* _Record list_

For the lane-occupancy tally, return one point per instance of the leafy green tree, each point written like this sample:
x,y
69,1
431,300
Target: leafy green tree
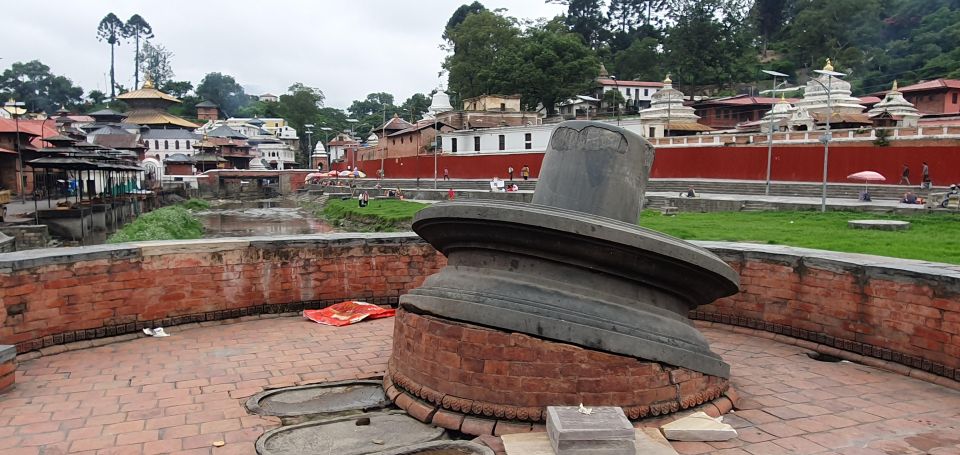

* _Problem_
Each entry should be repeated exactly as it appears; the pictures stay out.

* _Result for this exercise_
For the lane-occupancy tally, return one point per instance of the leafy green tree, each point written like this sample:
x,y
69,1
431,300
Target: leafy green tree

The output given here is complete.